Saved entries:
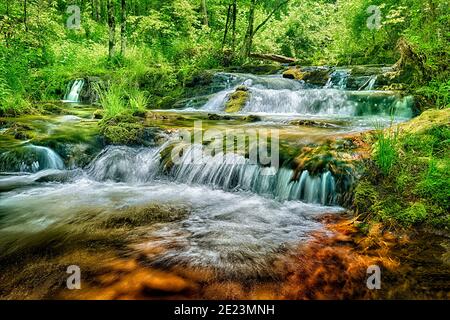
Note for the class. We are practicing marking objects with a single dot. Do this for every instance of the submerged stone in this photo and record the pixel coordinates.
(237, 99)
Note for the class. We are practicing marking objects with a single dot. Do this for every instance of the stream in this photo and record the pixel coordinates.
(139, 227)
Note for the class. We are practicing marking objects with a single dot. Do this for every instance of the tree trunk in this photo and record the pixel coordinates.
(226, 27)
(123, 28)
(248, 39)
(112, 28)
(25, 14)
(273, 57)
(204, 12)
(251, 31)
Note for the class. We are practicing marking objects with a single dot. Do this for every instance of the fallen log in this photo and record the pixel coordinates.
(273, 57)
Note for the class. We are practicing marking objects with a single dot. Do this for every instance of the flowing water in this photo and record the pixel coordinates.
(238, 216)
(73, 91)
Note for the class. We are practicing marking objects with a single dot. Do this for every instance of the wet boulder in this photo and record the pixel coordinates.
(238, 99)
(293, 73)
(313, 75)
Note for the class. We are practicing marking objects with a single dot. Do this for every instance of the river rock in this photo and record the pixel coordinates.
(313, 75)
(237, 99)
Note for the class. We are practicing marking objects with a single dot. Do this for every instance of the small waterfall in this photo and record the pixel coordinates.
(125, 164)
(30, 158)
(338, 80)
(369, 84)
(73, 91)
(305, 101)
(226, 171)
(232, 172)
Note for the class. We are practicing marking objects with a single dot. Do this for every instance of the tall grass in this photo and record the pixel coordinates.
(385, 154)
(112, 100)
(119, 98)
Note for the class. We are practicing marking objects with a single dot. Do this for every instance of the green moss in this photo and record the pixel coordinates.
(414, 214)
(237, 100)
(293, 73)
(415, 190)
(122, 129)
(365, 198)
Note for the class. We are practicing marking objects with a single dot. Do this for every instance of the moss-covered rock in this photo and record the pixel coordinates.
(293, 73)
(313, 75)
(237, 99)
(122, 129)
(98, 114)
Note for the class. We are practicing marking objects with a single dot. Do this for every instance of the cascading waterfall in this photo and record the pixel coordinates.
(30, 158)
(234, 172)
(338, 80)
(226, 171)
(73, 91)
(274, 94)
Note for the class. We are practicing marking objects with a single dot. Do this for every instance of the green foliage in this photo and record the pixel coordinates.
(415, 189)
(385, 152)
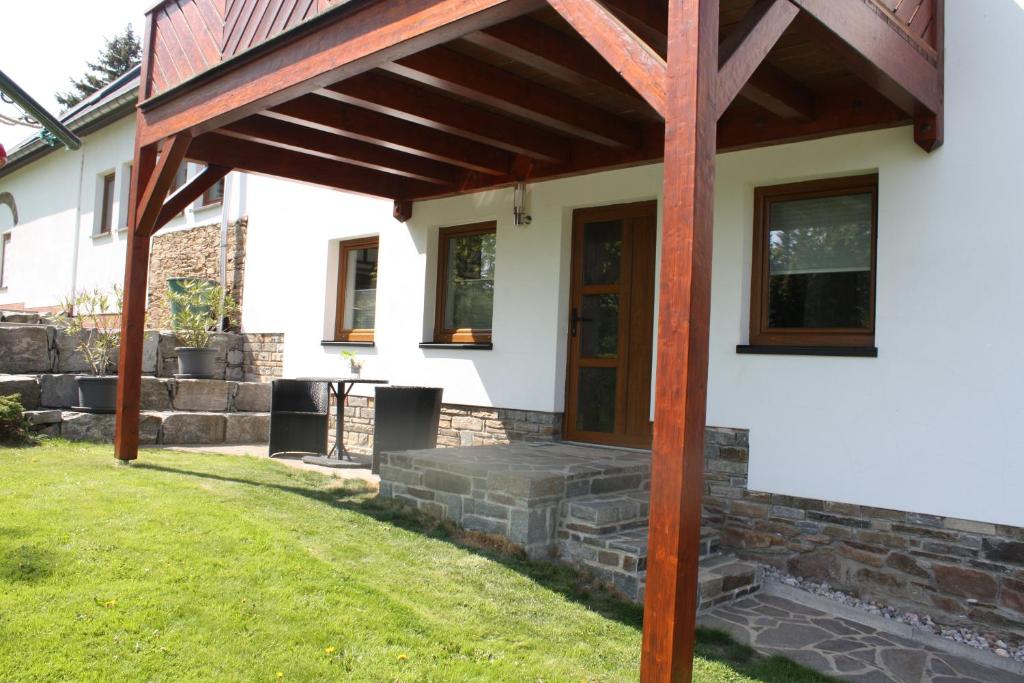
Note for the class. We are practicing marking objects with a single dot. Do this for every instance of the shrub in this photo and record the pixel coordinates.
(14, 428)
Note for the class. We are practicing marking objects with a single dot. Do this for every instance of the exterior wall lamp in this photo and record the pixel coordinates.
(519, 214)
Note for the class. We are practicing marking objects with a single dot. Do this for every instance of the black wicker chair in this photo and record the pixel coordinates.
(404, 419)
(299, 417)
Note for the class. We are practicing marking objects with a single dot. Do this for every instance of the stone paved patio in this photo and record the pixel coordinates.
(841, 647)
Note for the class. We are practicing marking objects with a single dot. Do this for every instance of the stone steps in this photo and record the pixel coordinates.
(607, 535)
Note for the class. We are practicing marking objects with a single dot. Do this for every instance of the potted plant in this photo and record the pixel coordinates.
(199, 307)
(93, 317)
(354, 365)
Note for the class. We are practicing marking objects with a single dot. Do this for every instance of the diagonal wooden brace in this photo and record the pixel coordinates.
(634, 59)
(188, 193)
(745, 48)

● **PROBLEM STATEMENT**
Set down every record exactly as written, but drop the pictures.

● **RESULT**
Note for the class. We are practicing marking objects with a single dot. Do this for every instance of the submerged stone in this photo and record the pixel coordinates.
(237, 99)
Note for the class. We are practicing marking objects with a single dot. Do this for every instance of the stream in this photo and record the pixel coordinates.
(139, 227)
Note for the class. We are practicing marking objects with a single dot. Do this for every instance of the tree trunk in this photo and record the pixel coordinates.
(226, 27)
(123, 28)
(248, 39)
(112, 28)
(25, 14)
(273, 57)
(204, 12)
(251, 31)
Note for the class. We are practicing marking objects with a single dot. Do this for every instance of the fallen log in this photo and record the pixel coordinates.
(273, 57)
Note for the class. We are practicing marking objects with a single dot. Do this for every instance of the flowing water in this photo and record the pixel coordinates.
(238, 216)
(73, 91)
Note for the class. We are practicing marking objects with a single dot. Do this for every instance of the wet boulder in this photo and record the pixel coordinates.
(238, 99)
(293, 73)
(313, 75)
Note for the class. We are practicing marking objects with a single dot. Do this for every instance of the river rock in this photo and record the pixel coordinates.
(313, 75)
(237, 99)
Note for the class. We are practicing marking objects with a single dot. Do this for every instance of the small waterfall in this photo and record the pixel coordinates.
(125, 164)
(30, 158)
(338, 80)
(369, 84)
(73, 91)
(305, 101)
(226, 171)
(232, 172)
Note for the class. We are practicing marking objects with a single dot. Do this for every instance of the tall grass in this photo and record the pixel coordinates.
(385, 154)
(112, 100)
(119, 98)
Note for the class. We are practicing marking objects with a single dot. Do this for every instance of the green moss in this photo and record the pixel coordinates.
(414, 214)
(237, 100)
(293, 73)
(415, 190)
(122, 129)
(365, 198)
Note for the class. We are practicing marking objects with a single dot. Do this for every instance of the moss-covered rock in this photo and record the pixel coordinates.
(293, 73)
(313, 75)
(237, 99)
(122, 129)
(98, 114)
Note for the class. We are practicing marking objects with a single dot. Do this for every instance of the cascading waterfall in this photo and record the pixel coordinates.
(30, 158)
(234, 172)
(338, 80)
(226, 171)
(73, 91)
(274, 94)
Note for the class. We are practicing marking objects with a single dot. Do this for every instance of the green foliage in this photo and record the pixel coordinates.
(415, 189)
(385, 152)
Note for the class. We are practicing marking objects with a single dot. Do this for every instance of the shrub in this photo and record the pixel coordinates.
(14, 428)
Note for the class. We are practicing marking objects with a single dot. Do this for every instance of the exterior wall lamp in this photo and record the pixel coordinates.
(519, 214)
Note for the class. We are practicing marking objects with a single dot. Do this for every instance of the black wicker chair in this photo and record the pixel coordinates.
(404, 419)
(299, 417)
Note for the class. We are practicing marking objects with a single dot. Do this for every instance of the stone paved patio in this photo and record the pixel coordinates.
(841, 647)
Note for the class. We are practicing marking objects with a single dot. Do this for every instance of the stone steps in this photo and record the pixel coordinates.
(607, 535)
Note for the class. We are practicing marking objects with a single dot. Do this for every instance of the potted plant in this photo and record the pixel coordinates.
(199, 307)
(93, 317)
(354, 365)
Note for the class. We are practicing marking objects with a single dot. Do this for every instance of the diagonal wooden brace in this photo and record the pixel coordinates.
(634, 59)
(188, 193)
(745, 48)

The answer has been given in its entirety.